-- THE TASKS --
1. Translate this sentence from the essay about A Christmas Story into Spanish: "Throw in a holiday theme, and you've got a Christmas classic."
2. Answer these questions using the essay about A Christmas Story:
(a) About how old was the narrator when first hearing the F word?
(b) What does Ralphie blurt out when the lug nuts go flying?
(c) What year does the essay give for the movie?
3. Continue the essay about A Christmas Story from the point where it ends.

-- PAGE TEXT --
** BEGIN **

I distinctly remember the first time I heard the F word. I was around seven or eight years old, and it was at one of those Christmas parties your parents dragged you to outside the usual staples. The kids congregated in one room, and to my gleeful surprise, A Christmas Story was on. Of course, I’d seen it many times by then, but it was comforting to know I wouldn’t need to seek out whatever spare activities were available to fill time until my parents satisfied their social obligations.

Most of the movie went by without incident until the tire replacement scene in which Ralphie’s dad enlists the help of his son to change a tire on the side of the highway. Lug nuts go flying, Ralphie blurts out “Oh, fudge,” and he suffers the consequences. Of course, he didn’t say “fudge,” but also of course, the movie didn’t say the real word, either. Again, I had seen this chain of events many times, but this time, at this stranger’s Christmas party, there was a new variable: an intrepid 10-year-old next to me looking for an easy mark.

He slyly leaned over, with a twinkle of mischief in his eye, and whispered, do you want to know what he really said? Not wanting the label of ‘uncool’ new kid, I meekly responded affirmatively, and he cupped his hand over my ear and delivered a bonafide, unfiltered F bomb. All those prior viewings of that scene had built up the terrifying legend of this word in my mind, and when I heard it, it ripped through my consciousness like a banshee. I didn’t tell my parents, and the singe and dread of that word in my ear kept it out of my mouth for many years to come.

My story isn’t especially unique, but it’s exactly the genre of childhood memory that 1983’s A Christmas Story absolutely nailed. It’s a series of vignettes from a time in life where everything seemed bigger, scarier, and more exciting, smartly framed through wistful adult voiceovers. Throw in a holiday theme, and you’ve got a Christmas classic.

** END **

-- EXCERPTED DATA --
** BEGIN **

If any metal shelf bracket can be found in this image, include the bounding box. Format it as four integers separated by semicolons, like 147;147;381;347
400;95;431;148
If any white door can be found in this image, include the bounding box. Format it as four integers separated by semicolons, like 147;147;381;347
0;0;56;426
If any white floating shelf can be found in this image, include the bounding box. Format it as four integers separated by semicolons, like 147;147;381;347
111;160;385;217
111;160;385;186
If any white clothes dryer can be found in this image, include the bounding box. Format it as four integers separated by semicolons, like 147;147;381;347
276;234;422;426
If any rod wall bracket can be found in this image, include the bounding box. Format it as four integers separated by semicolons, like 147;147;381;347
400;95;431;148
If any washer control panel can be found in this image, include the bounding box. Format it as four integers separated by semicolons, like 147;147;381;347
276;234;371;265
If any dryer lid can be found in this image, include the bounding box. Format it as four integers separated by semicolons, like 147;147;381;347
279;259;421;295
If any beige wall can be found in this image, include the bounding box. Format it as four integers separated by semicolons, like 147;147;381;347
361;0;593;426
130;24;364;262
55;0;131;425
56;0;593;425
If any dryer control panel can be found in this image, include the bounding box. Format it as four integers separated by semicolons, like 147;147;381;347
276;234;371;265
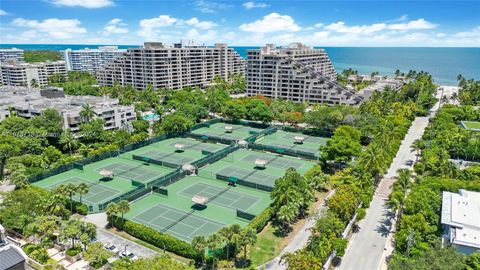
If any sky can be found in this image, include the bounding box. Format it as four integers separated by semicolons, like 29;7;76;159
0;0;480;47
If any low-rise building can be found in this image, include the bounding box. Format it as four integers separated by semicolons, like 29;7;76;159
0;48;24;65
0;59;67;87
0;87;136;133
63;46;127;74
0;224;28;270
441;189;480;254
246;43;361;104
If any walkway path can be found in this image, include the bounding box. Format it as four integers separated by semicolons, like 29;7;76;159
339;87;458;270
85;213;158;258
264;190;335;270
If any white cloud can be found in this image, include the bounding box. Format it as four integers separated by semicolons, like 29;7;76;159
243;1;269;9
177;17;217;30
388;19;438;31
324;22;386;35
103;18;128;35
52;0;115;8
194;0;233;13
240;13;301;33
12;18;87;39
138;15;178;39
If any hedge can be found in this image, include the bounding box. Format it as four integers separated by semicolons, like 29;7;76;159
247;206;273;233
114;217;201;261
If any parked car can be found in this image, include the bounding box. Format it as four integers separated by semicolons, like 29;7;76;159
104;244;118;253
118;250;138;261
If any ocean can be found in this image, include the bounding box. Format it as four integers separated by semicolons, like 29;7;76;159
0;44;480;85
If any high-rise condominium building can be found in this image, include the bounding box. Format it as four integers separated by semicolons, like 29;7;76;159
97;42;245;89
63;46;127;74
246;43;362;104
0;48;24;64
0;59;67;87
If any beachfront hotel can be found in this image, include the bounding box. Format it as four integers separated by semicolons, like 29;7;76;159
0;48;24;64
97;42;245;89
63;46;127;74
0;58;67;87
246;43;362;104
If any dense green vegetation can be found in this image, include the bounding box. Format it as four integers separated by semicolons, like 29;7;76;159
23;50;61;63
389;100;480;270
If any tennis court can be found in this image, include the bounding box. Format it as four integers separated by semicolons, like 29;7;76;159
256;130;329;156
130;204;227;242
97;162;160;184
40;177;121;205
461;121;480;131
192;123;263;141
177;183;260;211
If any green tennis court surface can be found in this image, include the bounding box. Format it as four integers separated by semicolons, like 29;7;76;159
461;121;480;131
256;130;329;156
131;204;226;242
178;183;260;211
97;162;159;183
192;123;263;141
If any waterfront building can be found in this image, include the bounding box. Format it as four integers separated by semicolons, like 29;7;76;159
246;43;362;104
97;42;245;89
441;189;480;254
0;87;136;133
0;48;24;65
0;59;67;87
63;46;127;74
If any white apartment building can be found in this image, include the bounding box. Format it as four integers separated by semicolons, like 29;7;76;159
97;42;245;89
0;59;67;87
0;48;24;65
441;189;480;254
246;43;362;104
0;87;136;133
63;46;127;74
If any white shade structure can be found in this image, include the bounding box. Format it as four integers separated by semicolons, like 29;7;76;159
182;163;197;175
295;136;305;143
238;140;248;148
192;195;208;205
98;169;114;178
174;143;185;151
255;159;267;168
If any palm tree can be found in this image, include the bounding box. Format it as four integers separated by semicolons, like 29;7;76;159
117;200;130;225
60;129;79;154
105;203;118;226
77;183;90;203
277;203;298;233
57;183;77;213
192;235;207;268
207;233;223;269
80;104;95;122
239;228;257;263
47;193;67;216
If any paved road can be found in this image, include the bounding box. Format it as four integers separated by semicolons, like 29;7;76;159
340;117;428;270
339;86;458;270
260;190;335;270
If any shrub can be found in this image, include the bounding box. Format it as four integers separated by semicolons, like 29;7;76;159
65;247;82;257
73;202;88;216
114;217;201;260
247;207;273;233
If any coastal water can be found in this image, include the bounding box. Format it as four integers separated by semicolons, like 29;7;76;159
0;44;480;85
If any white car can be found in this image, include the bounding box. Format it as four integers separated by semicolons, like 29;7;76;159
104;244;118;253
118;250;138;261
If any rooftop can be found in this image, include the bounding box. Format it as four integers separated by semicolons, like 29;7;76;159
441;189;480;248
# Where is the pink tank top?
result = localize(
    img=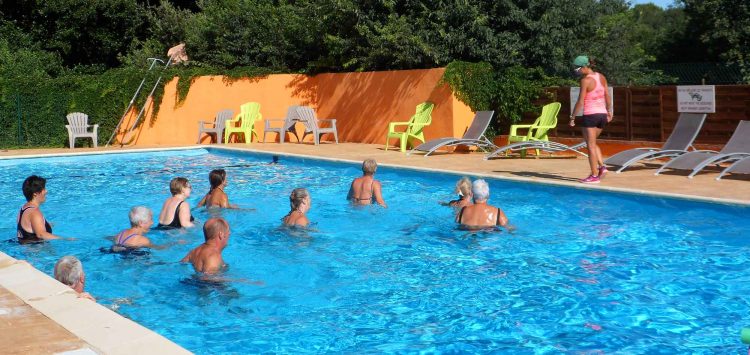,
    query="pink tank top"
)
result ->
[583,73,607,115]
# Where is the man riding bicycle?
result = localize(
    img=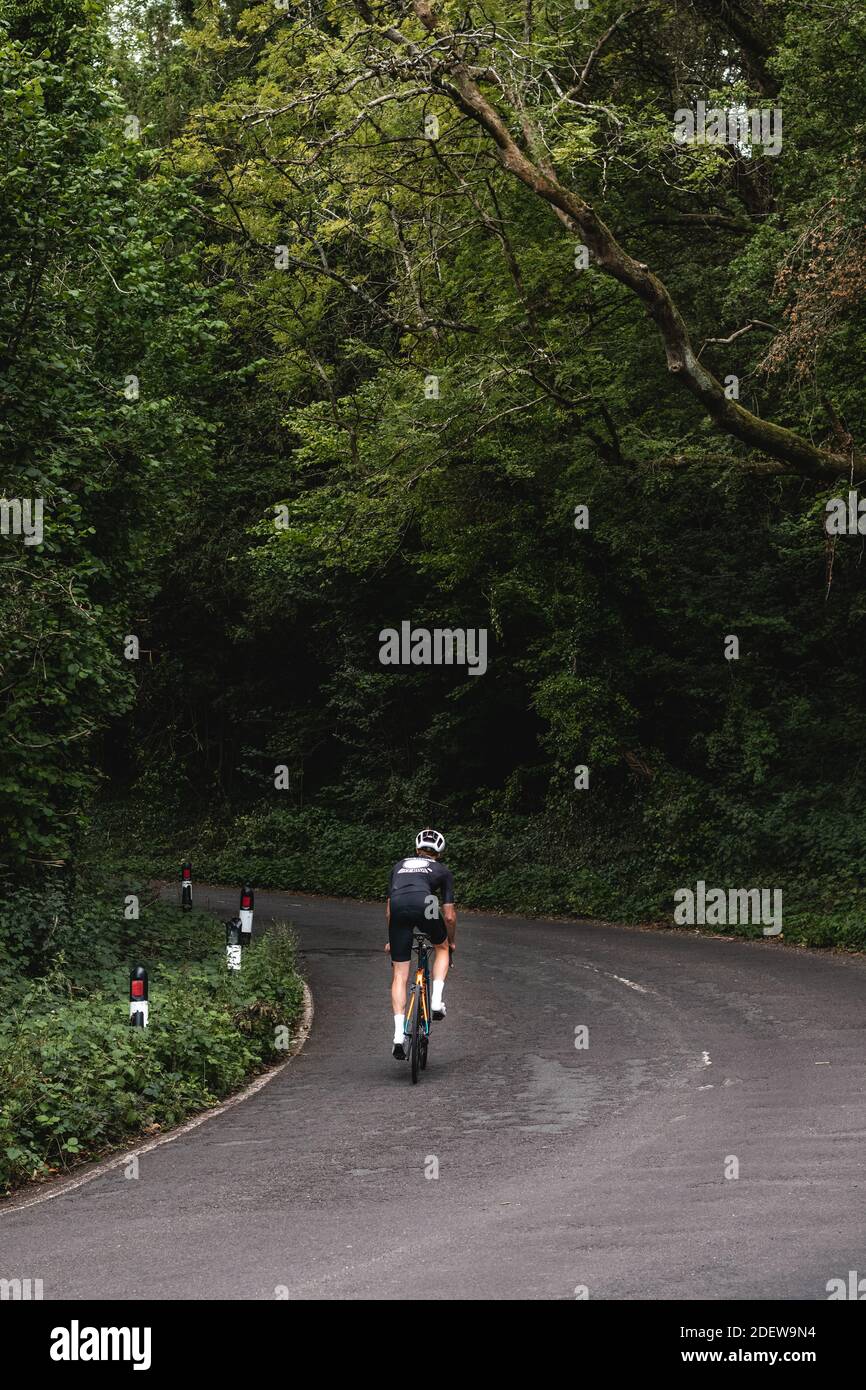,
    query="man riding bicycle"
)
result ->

** END **

-- ANSWER SET --
1. Añade un tema navideño y tendrás un clásico de Navidad.

2.
(a) Around seven or eight years old.
(b) "Oh, fudge."
(c) 1983.

3.
This year’s A Christmas Story Christmas doesn’t try to repackage the same nostalgic memory bomb as its predecessor. Rather, the film is about grappling with memories in a real way, and not just as faded impressions with residual emotions. After his father unexpectedly dies a couple days before Christmas, Ralphie (Peter Billingsley, reprising the role), packs his family up and heads back to his childhood home to give everyone a Christmas his father would be proud of.

Ralphie spends the whole film desperately trying to do so, and predictably, things go awry. But in the end, the effort is what counts, and Ralphie gets the beautiful Christmas he wanted. The father’s death and the family’s accompanying grief truly sets it apart from A Christmas Story, and that’s why it works. It’s the experience through which A Christmas Story’s narrator reengages and appreciates his childhood, and it makes the original all the more effective.

A Christmas Story Christmas could have just gone for a greatest hits medley and cashed in on nostalgia, but instead, it earnestly tried to say something about holding onto the warmth of Christmastime as an adult, as difficult as that may be. It’s quite funny at times, especially when it leans into jokes about the parental side of the holidays, and it’s got a big, winning heart.

Did sentimentality get the best of me and inflate my view of the film? Very possibly, but so what? The film hit a nerve, brought along some laughs (and a tear or two), and got me thinking about my childhood, and especially Christmastime, and new and fulfilling ways. That’s all I can ask of Ralphie and Co.

This review originally appeared in the December 7, 2022, edition of the Martin City Telegraph.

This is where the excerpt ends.